DIRECTIVE 1:
In the data file rows, from the first row down to the line containing "0L1 0L0 57L58", swap "instance" for "region" and leave everything else unchanged.
DIRECTIVE 2:
Continue the piece on the Columbus Blue Jackets' core players from the point where it stops.

EXCERPT PROVIDED:
^^^^

With that in mind, Eye on Hockey introduces our summer series: "Core Values." We'll take the rest of summer to evaluate the group of five to seven players who make up the core of each team. Using criteria like point production, average age, how the players were acquired, total cost and cap hit, we'll detail which teams have the strongest cores and which need work. On top of that, we'll also gaze into the future to look at the players who could one day be part of this crucial group for each team.

The Columbus Blue Jackets have ridden a wave of optimism the franchise has not been often accustomed to. Having made the playoffs for just the second time in franchise history, winning two games against the Pittsburgh Penguins in the opening-round series was viewed as a step forward for the organization. Now it’s time to take another step.

^^^^

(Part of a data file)

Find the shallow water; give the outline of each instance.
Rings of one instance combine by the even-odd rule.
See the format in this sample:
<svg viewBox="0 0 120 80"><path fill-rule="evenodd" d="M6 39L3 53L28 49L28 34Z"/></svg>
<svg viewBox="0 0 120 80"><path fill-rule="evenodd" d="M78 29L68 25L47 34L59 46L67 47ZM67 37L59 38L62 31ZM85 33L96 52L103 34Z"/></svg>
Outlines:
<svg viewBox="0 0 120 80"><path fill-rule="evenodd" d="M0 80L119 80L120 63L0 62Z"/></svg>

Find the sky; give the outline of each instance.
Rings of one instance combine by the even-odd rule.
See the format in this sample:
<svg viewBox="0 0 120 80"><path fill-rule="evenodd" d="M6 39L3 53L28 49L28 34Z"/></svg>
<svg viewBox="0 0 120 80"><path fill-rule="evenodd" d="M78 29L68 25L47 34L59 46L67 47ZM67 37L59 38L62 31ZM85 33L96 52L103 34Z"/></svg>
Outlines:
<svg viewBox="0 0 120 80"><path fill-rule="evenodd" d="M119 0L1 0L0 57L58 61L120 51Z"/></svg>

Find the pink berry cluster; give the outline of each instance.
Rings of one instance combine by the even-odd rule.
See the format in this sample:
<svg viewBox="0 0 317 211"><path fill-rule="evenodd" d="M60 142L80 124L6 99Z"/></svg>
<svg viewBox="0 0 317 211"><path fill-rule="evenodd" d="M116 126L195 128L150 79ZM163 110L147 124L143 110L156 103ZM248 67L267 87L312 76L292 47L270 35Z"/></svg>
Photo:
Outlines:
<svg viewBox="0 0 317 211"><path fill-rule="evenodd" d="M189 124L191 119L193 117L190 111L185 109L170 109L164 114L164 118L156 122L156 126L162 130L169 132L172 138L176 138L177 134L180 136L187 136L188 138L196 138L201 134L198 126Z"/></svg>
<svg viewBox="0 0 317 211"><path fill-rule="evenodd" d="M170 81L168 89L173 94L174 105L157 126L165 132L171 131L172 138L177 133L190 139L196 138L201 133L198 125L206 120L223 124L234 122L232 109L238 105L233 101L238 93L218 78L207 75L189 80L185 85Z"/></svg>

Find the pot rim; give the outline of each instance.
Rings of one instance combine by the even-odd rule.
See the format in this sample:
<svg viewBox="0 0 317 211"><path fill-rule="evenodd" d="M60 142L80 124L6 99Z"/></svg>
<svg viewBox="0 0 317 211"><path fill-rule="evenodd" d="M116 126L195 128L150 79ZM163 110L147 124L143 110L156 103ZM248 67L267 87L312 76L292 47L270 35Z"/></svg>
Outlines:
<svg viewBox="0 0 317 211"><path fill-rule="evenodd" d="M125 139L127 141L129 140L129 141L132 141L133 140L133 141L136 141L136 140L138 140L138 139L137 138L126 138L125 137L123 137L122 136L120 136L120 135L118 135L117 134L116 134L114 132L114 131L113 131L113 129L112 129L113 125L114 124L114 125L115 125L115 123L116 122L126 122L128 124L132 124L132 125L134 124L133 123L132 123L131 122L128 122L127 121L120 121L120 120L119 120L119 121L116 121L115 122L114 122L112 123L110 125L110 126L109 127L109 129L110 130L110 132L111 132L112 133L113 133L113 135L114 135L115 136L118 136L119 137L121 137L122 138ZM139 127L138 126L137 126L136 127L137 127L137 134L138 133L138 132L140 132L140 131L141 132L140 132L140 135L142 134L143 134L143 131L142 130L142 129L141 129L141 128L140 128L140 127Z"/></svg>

^^^^

EXPECTED OUTPUT 1:
Find the shallow water; give the outline of each region.
Rings of one region combine by the even-odd rule.
See the format in this sample:
<svg viewBox="0 0 120 80"><path fill-rule="evenodd" d="M6 39L3 53L28 49L28 34Z"/></svg>
<svg viewBox="0 0 120 80"><path fill-rule="evenodd" d="M78 29L68 25L47 34L59 46L67 47ZM67 37L59 38L62 31ZM85 33L96 52L103 34Z"/></svg>
Outlines:
<svg viewBox="0 0 120 80"><path fill-rule="evenodd" d="M0 80L119 80L120 63L0 62Z"/></svg>

Find the sky; give the outline of each region.
Rings of one region combine by the even-odd rule.
See the format in this sample:
<svg viewBox="0 0 120 80"><path fill-rule="evenodd" d="M6 39L3 53L28 49L28 34Z"/></svg>
<svg viewBox="0 0 120 80"><path fill-rule="evenodd" d="M78 29L68 25L47 34L59 46L67 47ZM67 37L59 38L62 31ZM85 33L96 52L103 34Z"/></svg>
Outlines:
<svg viewBox="0 0 120 80"><path fill-rule="evenodd" d="M119 0L1 0L0 57L58 61L120 51Z"/></svg>

EXPECTED OUTPUT 2:
Since John Davidson has taken over as the club’s president, the changes have come in all facets. Adding Jarmo Kekalainen as GM has proven to be a fruitful maneuver paying off both at the draft, in trades and in free agency. His measured approach has helped chart a new path for this organization and the results have been near immediate.

The club actually has some building blocks in place to be a long-term competitive franchise. It starts with goaltender Sergei Bobrovsky and trickles down through the rest of the lineup. The Blue Jackets are in such a different place as an organization than they were three years ago.

Now they’ll be expected to not only make it to the playoffs, but at least get out of the first round. It’s not going to be easy as there’s still plenty of work to be done on the roster, but it’s not the laughable thought it used to be.

Core Values: Columbus Blue Jackets

Players (Age, term remaining on contract): G Sergei Bobrovsky (25, 1 year), C Ryan Johansen (22, RFA), C Brandon Dubinsky (28, 7 years), RW Nathan Horton (29, 6 years), D Jack Johnson (27, 4 years), D Ryan Murray (20, 2 years), LW Scott Hartnell (32, 5 years)

Total cap hit in 2014-15^: $29,876,310 (43% of salary cap consumed by six players)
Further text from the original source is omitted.